BY Gerald J. Russello
January 16-29, 2011 Issue | Posted 1/7/11 at 4:10 PM
This past November, President Obama signed an executive order that continues the so-called Charitable Choice program, which permits federal monetary grants to social-service organizations without regard to religion.
The program, which was begun during the Clinton administration, was a brainchild of Carl Esbeck, a law professor at the University of Missouri School of Law. The program allows religious groups to compete for federal grants with other secular institutions. It has endured, essentially with no changes, through the Bush and Obama administrations.
Among other features, the new executive order clarifies that in applying for federal grants religious organizations may keep religious symbols and art in their facilities and may continue to use a religious affiliation in their name. The order establishes a special interagency working group to research the results of religious organizations applying for and receiving grants. The group is required to send its recommendations to the president to ensure that the rules in providing grant money are applied fairly and without discrimination to religious groups.
For their part, religious groups must not discriminate against the beneficiaries of their services on the basis of the beneficiaries’ religious beliefs or refusal to participate in religious services. However, any explicitly religious activity must be conducted separately from the social-service functions and must be separately funded.
-------------------------
_Exercise set_
1 - Reproduce the passage of the Charitable Choice article between "Among other features, the" and "be separately funded.", inclusive.
2 - Continue the Charitable Choice article from its final sentence.
-------------------------
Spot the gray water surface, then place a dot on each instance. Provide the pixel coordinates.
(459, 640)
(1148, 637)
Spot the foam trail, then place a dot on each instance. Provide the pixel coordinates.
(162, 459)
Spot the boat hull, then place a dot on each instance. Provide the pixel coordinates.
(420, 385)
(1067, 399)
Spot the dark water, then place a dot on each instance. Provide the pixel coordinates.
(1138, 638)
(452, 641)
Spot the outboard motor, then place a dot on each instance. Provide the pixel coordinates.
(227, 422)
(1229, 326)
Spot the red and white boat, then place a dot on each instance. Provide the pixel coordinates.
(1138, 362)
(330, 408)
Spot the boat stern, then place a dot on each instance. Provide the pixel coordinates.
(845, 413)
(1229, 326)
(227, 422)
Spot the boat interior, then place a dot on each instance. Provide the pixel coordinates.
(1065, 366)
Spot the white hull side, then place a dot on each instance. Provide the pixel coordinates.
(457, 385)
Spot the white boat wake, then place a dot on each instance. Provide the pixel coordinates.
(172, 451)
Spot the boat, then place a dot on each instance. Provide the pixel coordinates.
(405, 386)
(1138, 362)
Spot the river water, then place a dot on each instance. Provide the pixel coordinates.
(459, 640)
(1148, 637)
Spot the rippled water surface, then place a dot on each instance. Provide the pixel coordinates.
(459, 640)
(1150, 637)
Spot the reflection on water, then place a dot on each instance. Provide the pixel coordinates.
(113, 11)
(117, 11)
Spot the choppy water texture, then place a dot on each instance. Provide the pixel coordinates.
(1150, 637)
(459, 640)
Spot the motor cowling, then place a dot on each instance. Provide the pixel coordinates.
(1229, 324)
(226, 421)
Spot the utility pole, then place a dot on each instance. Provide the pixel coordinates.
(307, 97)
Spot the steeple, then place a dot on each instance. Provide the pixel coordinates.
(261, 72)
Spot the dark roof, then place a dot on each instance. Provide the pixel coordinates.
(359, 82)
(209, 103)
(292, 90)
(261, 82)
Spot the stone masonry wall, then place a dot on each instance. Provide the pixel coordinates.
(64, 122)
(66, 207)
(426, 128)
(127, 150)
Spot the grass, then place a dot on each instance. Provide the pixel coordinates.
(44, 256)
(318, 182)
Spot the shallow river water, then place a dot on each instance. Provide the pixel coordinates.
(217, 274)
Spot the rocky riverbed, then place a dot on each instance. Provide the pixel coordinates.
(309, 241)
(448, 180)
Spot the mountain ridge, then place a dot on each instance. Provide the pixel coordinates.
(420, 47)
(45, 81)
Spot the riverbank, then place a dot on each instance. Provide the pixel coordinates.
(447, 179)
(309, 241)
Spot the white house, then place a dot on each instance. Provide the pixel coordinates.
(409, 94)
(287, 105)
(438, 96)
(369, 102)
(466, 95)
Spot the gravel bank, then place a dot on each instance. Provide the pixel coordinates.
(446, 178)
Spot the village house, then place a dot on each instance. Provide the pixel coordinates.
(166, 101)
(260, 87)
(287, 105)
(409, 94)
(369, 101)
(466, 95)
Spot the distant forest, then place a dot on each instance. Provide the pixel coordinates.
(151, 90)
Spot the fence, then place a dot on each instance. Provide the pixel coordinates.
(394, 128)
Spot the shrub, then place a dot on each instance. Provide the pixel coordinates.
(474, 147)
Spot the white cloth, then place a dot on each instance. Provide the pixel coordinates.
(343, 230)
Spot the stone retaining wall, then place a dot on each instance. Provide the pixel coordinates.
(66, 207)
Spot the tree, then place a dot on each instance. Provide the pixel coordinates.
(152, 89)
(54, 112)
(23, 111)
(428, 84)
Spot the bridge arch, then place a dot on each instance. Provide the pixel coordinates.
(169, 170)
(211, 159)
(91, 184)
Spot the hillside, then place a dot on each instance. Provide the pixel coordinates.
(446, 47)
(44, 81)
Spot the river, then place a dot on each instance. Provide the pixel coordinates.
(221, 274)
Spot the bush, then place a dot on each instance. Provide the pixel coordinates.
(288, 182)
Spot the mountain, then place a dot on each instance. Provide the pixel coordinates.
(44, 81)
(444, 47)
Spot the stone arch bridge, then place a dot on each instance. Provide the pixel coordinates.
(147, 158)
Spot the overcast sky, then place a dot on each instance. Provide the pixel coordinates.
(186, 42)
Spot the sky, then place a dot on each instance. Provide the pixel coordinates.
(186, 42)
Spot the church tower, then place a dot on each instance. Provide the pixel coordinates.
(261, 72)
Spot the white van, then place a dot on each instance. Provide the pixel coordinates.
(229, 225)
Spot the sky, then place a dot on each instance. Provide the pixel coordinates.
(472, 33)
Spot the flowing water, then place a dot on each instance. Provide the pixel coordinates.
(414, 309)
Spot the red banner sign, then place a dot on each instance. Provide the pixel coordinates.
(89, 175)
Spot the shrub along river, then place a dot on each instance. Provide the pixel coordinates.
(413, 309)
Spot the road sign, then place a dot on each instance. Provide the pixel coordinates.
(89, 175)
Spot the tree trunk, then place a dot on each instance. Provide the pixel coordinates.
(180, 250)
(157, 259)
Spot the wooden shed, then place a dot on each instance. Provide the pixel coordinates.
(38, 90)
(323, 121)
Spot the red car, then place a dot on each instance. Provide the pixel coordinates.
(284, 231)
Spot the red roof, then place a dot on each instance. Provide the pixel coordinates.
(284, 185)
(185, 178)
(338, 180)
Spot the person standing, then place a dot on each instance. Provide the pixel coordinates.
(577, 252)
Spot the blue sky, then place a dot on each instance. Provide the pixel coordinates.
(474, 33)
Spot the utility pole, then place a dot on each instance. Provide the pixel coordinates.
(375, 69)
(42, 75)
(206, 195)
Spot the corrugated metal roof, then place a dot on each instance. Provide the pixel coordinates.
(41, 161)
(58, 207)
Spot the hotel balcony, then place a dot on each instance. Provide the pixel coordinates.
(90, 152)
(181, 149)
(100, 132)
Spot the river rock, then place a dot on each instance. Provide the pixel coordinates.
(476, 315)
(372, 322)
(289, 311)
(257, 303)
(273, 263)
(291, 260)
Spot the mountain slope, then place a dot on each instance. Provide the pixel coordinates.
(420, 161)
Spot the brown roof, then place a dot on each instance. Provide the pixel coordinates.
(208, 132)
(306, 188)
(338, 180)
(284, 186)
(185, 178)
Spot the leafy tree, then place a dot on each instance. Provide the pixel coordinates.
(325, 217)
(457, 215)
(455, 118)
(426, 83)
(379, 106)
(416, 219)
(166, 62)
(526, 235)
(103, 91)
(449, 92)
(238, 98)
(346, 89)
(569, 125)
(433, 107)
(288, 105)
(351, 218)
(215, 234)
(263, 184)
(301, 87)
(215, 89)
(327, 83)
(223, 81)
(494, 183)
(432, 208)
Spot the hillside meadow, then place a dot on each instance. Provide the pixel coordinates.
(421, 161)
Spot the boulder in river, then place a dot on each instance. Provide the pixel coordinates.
-------------------------
_Task-by-task answers_
1 -
Among other features, the new executive order clarifies that in applying for federal grants religious organizations may keep religious symbols and art in their facilities and may continue to use a religious affiliation in their name. The order establishes a special interagency working group to research the results of religious organizations applying for and receiving grants. The group is required to send its recommendations to the president to ensure that the rules in providing grant money are applied fairly and without discrimination to religious groups.
For their part, religious groups must not discriminate against the beneficiaries of their services on the basis of the beneficiaries’ religious beliefs or refusal to participate in religious services. However, any explicitly religious activity must be conducted separately from the social-service functions and must be separately funded.

2 -
Is Charitable Choice a good idea? Certainly the impetus to help those in need through religious or secular institutions cannot be faulted. Religious groups that provide social services should be able to participate on an equal footing for federal grants with secular social-service providers. Discrimination by the government in this area is inappropriate as a constitutional matter, since allowing the government to discriminate against religious groups would arguably violate the First Amendment.
Further, extending grants to religious groups may be more sensible policy. Many of these groups, inspired by a sense of mission rather than profit, sometimes do a better job than the federal government at delivering services to needy people. Allowing money to go directly to them, rather than setting up a government entity to perform similar services, would be inefficient.
And yet the program may still present problems for religious groups. First is the tricky business of giving a definition of “religious activities.” The executive order tries to distinguish between the provision of social services and “explicitly religious activities,” which it defines as including “activities that involve overt religious content, such as worship, religious instruction or proselytization.” This distinction makes sense as far as it goes. Operating a homeless shelter or a clinic is different from conducting religious services.
Yet things get more complicated if it is the government that decides what it is that constitutes religious activities. Many religious groups consider their social-service work an outgrowth of their religious mission, and in the Christian tradition the corporal works of mercy are a religious obligation. Drawing fine lines may be tricky, but hopefully not impossible.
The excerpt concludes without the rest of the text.